* Work to be completed
Repeat the data as given. Images do not go in the copy.

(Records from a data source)
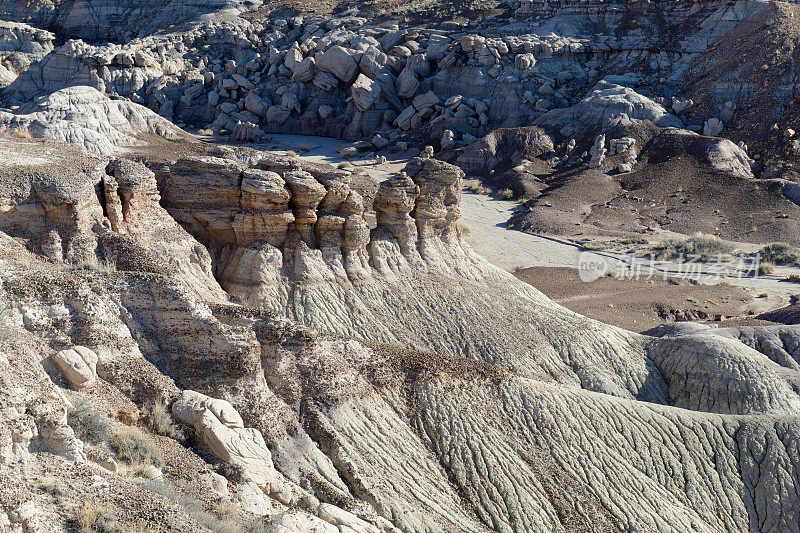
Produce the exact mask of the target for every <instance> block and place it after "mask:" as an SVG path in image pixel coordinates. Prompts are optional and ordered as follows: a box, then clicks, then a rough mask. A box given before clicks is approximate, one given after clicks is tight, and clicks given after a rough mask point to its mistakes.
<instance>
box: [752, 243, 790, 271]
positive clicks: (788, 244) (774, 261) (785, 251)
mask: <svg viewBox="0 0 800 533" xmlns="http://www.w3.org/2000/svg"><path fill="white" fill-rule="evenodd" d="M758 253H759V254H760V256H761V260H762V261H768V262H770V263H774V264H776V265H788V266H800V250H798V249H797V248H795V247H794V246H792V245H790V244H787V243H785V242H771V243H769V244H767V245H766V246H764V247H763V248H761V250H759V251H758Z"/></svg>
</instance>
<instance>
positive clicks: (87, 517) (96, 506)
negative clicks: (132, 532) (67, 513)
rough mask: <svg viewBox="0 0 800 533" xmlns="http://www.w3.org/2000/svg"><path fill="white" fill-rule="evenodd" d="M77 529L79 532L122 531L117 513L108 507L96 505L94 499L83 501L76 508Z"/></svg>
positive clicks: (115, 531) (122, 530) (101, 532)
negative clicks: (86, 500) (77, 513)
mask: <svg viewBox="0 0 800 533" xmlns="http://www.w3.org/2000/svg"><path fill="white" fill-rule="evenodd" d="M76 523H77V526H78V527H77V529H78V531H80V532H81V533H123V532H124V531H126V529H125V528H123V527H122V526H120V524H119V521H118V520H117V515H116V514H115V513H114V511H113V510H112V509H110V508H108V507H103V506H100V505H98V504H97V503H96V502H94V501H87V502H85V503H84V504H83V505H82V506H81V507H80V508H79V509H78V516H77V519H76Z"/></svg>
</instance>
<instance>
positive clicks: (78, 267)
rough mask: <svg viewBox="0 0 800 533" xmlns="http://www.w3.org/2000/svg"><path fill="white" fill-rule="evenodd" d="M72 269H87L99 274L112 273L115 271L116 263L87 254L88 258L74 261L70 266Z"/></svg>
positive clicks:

* Exercise response
Produce the exact mask of the target for every <instance> block and place it after "mask:" as an SVG path in image pixel coordinates. Prompts are optional and ordered as follows: a box, then clicks, then a rough mask. A box given before clicks is approximate, one given after clicks is tight, and clicks given after a rough mask point to its mistakes.
<instance>
box: [752, 243, 790, 271]
positive clicks: (788, 244) (774, 261) (785, 251)
mask: <svg viewBox="0 0 800 533" xmlns="http://www.w3.org/2000/svg"><path fill="white" fill-rule="evenodd" d="M758 253H759V254H760V256H761V260H762V261H768V262H770V263H774V264H776V265H788V266H800V250H798V249H797V248H795V247H794V246H792V245H790V244H787V243H785V242H771V243H769V244H767V245H766V246H764V247H763V248H761V250H759V251H758Z"/></svg>
</instance>
<instance>
positive clicks: (87, 517) (96, 506)
negative clicks: (132, 532) (67, 513)
rough mask: <svg viewBox="0 0 800 533" xmlns="http://www.w3.org/2000/svg"><path fill="white" fill-rule="evenodd" d="M77 529L79 532L122 531L117 513L108 507L96 505L94 499L83 501L76 508Z"/></svg>
positive clicks: (115, 531) (122, 530) (101, 532)
negative clicks: (86, 500) (77, 513)
mask: <svg viewBox="0 0 800 533" xmlns="http://www.w3.org/2000/svg"><path fill="white" fill-rule="evenodd" d="M76 523H77V526H78V527H77V529H78V531H80V532H81V533H123V532H124V531H126V529H125V528H123V527H122V526H120V524H119V521H118V520H117V515H116V514H115V513H114V511H113V510H112V509H110V508H108V507H103V506H100V505H98V504H97V503H96V502H94V501H87V502H85V503H84V504H83V505H82V506H81V507H80V508H79V509H78V516H77V519H76Z"/></svg>
</instance>
<instance>
positive clicks: (78, 267)
rough mask: <svg viewBox="0 0 800 533" xmlns="http://www.w3.org/2000/svg"><path fill="white" fill-rule="evenodd" d="M72 269H87L99 274L112 273L115 271L116 263L87 254L88 258L74 261L70 266Z"/></svg>
positive clicks:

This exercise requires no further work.